◆ WORK TO COMPLETE ◆
Each record below needs to be set down again exactly.

┏━━

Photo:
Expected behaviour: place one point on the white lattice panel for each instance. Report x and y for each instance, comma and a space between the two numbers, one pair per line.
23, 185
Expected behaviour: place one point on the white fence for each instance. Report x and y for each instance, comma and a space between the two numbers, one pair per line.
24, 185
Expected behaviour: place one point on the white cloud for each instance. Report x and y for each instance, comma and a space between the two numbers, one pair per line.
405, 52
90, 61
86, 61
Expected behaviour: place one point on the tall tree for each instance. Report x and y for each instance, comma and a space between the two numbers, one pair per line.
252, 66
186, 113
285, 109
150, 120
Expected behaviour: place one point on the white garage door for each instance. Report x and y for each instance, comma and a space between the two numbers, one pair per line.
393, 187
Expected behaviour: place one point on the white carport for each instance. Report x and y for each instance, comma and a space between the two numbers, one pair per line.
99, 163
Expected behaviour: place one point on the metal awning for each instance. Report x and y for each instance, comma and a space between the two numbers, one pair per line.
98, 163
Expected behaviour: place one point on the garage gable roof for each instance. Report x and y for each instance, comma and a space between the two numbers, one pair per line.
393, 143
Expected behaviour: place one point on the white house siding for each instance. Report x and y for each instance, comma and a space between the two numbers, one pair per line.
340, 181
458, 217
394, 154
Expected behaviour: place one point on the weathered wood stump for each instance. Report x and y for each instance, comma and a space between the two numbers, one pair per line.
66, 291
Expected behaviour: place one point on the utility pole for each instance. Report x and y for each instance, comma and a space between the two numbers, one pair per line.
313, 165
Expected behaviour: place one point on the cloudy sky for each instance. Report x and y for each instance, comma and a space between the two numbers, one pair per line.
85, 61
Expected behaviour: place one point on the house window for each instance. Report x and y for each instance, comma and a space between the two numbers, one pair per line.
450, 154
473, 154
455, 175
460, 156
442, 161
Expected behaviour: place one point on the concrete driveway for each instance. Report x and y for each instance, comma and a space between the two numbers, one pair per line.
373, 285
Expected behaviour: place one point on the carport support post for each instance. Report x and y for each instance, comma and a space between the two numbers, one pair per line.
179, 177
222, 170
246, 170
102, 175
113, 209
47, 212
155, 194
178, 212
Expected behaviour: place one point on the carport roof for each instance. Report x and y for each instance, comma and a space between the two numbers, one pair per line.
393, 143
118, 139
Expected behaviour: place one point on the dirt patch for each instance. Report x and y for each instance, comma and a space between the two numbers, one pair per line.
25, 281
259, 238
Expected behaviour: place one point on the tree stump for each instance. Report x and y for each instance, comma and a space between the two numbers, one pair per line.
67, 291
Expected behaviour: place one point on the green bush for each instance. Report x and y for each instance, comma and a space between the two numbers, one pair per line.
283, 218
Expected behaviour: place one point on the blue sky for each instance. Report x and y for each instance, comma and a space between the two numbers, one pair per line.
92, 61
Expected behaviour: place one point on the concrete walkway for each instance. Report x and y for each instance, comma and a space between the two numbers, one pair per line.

┗━━

◆ REPLY TO THE EXERCISE ◆
Photo:
Expected behaviour: place one point on the white lattice panel for each instance. Report x and y for each instance, comma and a space between the two numbers, one pair per line.
23, 185
Expected behaviour: place one point on the white fence for each instance. Report x and y for each instance, comma and a space between the two numbers, one pair per line.
24, 185
Expected behaviour: place one point on the white cloud for each instance. Report x and y for each instance, comma and a space between the two numbers, one pair per line.
405, 52
90, 61
86, 61
Expected behaviour: place one point on the tall tree for each instance. Report x and y for each instance, comma and a space between the two numbers, one pair per line.
252, 66
186, 113
285, 109
150, 120
Expected behaviour: place one point on the white garage door for each instance. Report x and y for each instance, comma and a space between the two numbers, one pair per line.
393, 187
Expected behaviour: place one point on the white carport for each instance. Report x and y for each instance, comma and a space between the two numbers, one pair per line.
99, 163
Expected behaviour: place one point on the metal awning for each instance. Report x and y for each instance, comma and a space between the two numbers, one pair per line.
98, 163
Expected behaviour: place one point on the garage gable roof for each instance. Report x and y for each instance, comma and a space between the two numbers, one pair per line.
393, 143
Expected behaviour: place one point on the white house siding for each instance. Report x and y for each instance, comma and a space between the two numbers, one pair per line.
340, 181
458, 217
394, 154
Expected behaviour: place one point on the weathered wood stump for each instance. Report x and y for each instance, comma and a space between the two numbers, one pair per line.
66, 291
Expected behaviour: place one point on the utility pole for each instance. Report x and y for each instance, comma and a space between the two numbers, one pair per line.
313, 165
Expected behaviour: place one point on the cloudy sky for each instance. Report x and y for each instance, comma and a space between the two numbers, one pair per line.
85, 61
Expected behaviour: place one point on the house window for each instance. Report x and y for each instance, comma and a space between the two numbers, one pair per line.
450, 154
473, 154
455, 175
460, 156
442, 161
Expected behaviour: place one point on the concrete driveway for each instance. Report x and y for each instance, comma and a space between the two numbers, one pair per line.
373, 285
Expected behaviour: place one point on the carport support post for each instance. Report x and y for each instance, comma and a space between the two numbers, one pair per line.
179, 177
222, 170
246, 170
102, 175
113, 209
47, 212
155, 194
178, 212
Expected behaviour: place one point on the carport roof for each instance. Report x and y for each instance, comma and a space between the two numbers, one pair per line.
393, 143
118, 139
Expected behaviour: place one point on the dirt patch for each instance. Report x and y for each instance, comma and a space between the two numbers, one pair per line.
25, 281
259, 238
Expected behaviour: place one point on the tree stump for each instance. Report x and y for each instance, comma and a space between the two numbers, one pair per line.
67, 291
Expected behaviour: place one point on the green bush for each instance. Report x and y for each instance, comma and a space between the two numbers, one pair per line.
283, 218
Expected behaviour: place one point on the blue sky for each instance. Report x and y for each instance, comma and a space between the two numbers, one pair per line.
92, 61
Expected behaviour: place one point on the concrete walkway for each instance. Report x and y for each instance, comma and a space between the two numbers, one pair per line.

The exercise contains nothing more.